**WORK TASK:** Write out again each line of the material below, unchanged, from the first one to the line that holds "form: point(482, 204).".
________________________________________
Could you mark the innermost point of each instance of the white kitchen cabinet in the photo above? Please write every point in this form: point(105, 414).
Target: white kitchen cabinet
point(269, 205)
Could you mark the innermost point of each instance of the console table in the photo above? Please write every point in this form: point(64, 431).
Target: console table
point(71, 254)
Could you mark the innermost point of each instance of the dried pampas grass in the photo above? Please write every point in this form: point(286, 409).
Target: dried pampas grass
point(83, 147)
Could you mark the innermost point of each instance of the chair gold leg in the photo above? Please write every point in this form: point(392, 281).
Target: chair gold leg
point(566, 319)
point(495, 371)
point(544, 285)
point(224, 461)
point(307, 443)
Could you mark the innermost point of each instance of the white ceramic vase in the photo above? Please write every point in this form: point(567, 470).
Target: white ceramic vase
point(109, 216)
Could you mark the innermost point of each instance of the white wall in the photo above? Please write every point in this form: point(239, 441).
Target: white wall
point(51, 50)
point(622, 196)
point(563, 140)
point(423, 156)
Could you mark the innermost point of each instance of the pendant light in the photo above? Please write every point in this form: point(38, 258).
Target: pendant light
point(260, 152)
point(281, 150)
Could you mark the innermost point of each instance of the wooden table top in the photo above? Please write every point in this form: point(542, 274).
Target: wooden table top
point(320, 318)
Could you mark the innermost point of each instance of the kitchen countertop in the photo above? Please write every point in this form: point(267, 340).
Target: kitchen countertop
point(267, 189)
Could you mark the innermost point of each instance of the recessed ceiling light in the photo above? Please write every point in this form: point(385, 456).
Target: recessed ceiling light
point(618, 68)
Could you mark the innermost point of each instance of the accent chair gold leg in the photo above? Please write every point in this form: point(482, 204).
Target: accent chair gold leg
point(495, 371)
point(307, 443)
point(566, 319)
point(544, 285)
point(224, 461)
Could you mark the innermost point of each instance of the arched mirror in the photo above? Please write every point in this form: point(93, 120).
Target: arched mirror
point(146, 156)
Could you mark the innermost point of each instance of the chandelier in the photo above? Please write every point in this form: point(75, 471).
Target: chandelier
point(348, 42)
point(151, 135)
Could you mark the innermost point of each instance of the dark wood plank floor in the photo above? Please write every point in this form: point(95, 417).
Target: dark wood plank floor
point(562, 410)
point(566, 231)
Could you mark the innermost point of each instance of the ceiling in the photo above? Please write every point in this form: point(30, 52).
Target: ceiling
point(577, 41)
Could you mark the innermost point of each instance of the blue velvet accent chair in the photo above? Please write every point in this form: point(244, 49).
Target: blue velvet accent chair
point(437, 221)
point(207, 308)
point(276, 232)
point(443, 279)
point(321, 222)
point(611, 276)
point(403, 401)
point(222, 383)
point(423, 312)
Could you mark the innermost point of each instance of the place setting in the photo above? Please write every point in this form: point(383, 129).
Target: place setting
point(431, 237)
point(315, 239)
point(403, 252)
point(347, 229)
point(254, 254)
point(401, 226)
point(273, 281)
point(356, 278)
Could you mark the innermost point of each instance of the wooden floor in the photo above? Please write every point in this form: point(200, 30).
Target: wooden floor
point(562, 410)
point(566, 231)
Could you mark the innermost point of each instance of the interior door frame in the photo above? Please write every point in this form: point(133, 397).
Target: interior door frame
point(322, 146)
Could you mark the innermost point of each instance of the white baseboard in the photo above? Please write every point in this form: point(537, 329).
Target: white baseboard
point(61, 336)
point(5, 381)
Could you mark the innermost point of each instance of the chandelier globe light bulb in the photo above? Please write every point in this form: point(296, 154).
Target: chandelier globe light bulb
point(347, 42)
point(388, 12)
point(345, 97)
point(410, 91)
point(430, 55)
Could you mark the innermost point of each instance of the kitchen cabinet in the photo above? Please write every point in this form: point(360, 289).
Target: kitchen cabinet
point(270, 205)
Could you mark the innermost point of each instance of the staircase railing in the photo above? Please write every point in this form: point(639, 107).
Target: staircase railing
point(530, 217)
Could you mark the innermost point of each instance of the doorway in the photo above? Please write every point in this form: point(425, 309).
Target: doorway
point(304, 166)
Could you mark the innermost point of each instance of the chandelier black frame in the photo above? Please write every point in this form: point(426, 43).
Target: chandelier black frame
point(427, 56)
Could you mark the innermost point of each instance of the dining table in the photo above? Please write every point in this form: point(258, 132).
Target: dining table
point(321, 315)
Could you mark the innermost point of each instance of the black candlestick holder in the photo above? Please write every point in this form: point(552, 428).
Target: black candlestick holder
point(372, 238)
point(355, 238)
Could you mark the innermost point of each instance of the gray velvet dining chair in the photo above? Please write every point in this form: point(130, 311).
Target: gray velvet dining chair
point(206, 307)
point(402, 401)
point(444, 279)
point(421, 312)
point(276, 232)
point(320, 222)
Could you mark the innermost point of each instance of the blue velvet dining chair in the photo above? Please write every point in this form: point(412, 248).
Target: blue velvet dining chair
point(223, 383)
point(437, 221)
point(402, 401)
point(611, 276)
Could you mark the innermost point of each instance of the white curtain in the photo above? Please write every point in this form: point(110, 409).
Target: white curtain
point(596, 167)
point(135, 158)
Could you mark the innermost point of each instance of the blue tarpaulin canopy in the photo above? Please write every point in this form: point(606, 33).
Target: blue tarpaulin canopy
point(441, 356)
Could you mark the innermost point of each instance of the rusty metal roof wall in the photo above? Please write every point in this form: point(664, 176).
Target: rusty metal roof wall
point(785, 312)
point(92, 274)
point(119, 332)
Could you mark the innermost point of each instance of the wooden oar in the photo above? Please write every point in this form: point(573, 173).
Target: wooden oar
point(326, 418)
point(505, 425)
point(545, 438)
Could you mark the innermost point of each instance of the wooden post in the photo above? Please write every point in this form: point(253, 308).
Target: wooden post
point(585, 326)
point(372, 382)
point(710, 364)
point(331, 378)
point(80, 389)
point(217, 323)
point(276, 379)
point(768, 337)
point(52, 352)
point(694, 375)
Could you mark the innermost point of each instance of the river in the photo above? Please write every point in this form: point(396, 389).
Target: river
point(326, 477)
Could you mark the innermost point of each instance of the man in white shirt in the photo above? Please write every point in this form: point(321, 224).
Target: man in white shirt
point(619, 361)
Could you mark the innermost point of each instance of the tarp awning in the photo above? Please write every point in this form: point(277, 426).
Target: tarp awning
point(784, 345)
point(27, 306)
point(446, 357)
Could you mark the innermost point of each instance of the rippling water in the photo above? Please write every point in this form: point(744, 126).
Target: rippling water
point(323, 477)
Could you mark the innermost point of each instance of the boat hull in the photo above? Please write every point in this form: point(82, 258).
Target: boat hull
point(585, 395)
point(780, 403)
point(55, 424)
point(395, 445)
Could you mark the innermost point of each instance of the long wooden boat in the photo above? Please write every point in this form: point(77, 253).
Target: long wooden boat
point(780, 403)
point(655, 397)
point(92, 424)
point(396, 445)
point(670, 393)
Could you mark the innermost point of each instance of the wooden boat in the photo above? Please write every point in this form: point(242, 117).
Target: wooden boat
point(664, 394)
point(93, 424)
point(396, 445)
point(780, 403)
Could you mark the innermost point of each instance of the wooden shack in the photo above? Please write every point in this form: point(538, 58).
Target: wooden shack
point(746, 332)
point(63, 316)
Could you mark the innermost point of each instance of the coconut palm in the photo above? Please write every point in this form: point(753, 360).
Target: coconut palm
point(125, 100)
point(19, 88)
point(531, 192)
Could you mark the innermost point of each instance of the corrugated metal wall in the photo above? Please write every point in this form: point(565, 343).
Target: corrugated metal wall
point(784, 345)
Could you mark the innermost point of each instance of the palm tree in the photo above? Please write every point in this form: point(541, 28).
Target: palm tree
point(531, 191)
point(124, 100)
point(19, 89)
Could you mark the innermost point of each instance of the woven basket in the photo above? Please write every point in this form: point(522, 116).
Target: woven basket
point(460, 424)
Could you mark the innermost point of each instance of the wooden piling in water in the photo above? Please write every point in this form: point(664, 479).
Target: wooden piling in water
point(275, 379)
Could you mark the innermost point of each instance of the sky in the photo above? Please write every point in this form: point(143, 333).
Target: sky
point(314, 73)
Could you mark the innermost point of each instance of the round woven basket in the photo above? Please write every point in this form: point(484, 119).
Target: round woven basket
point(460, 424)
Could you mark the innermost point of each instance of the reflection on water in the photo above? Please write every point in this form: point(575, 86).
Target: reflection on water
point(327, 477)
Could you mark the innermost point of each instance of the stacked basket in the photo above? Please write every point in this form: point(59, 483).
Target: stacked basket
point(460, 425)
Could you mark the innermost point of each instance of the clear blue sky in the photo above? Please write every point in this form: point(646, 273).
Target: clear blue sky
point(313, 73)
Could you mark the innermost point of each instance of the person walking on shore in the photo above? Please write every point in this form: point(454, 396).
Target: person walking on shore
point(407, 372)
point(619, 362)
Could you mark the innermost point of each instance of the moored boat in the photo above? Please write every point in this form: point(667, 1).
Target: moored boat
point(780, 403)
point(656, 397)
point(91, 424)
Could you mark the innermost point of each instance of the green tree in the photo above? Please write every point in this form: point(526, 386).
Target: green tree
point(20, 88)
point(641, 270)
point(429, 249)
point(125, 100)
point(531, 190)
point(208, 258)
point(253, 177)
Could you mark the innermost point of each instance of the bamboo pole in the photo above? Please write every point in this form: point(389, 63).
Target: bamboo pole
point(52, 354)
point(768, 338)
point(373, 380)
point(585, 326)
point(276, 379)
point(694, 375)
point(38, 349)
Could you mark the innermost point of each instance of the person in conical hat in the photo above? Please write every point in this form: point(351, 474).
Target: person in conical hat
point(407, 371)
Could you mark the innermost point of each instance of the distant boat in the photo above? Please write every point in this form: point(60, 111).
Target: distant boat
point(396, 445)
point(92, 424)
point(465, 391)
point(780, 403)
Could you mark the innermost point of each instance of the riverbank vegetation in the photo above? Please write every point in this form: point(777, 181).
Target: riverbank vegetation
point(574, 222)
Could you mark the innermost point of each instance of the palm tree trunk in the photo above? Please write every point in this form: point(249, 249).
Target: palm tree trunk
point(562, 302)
________________________________________
**ANSWER AREA:**
Could you mark the innermost point of each instance of the white kitchen cabinet in the photo above? Please write every point in this form: point(105, 414).
Target: white kitchen cabinet
point(269, 205)
Could you mark the innermost point of each instance of the console table in the photo above? Please write every point in this form: point(64, 431).
Target: console table
point(71, 254)
Could you mark the innermost point of each instance of the dried pampas grass in the photo above? Please write every point in this form: point(286, 409).
Target: dried pampas grass
point(83, 147)
Could you mark the innermost point of each instance of the chair gold leg in the photo above? Please write every point in this form: point(392, 281).
Target: chair gold leg
point(566, 319)
point(495, 371)
point(544, 285)
point(224, 461)
point(307, 443)
Could you mark the innermost point of each instance of the white ceramic vase in the photo above? Please write every point in this form: point(567, 470).
Target: white ceramic vase
point(109, 216)
Could you mark the innermost point of each instance of the white wall in the photo above? Please write every point in this form: point(239, 441).
Target: white wall
point(51, 50)
point(622, 196)
point(563, 140)
point(423, 156)
Could you mark the innermost point of each instance of the pendant light in the photo above? Please write every point in this form: point(38, 258).
Target: pendant light
point(260, 152)
point(281, 150)
Could you mark the innermost point of each instance of the wooden table top in the photo above? Please write every point in this form: point(542, 274).
Target: wooden table top
point(320, 318)
Could you mark the innermost point of each instance of the kitchen countertop in the photo above? Please write every point in this form: point(267, 340).
Target: kitchen countertop
point(267, 189)
Could you mark the innermost point of each instance of the recessed ceiling light in the photo above? Please write every point in this form: point(385, 456).
Target: recessed ceiling light
point(618, 68)
Could you mark the innermost point of each instance of the accent chair gold leg in the photo above? Please write every point in this form: point(482, 204).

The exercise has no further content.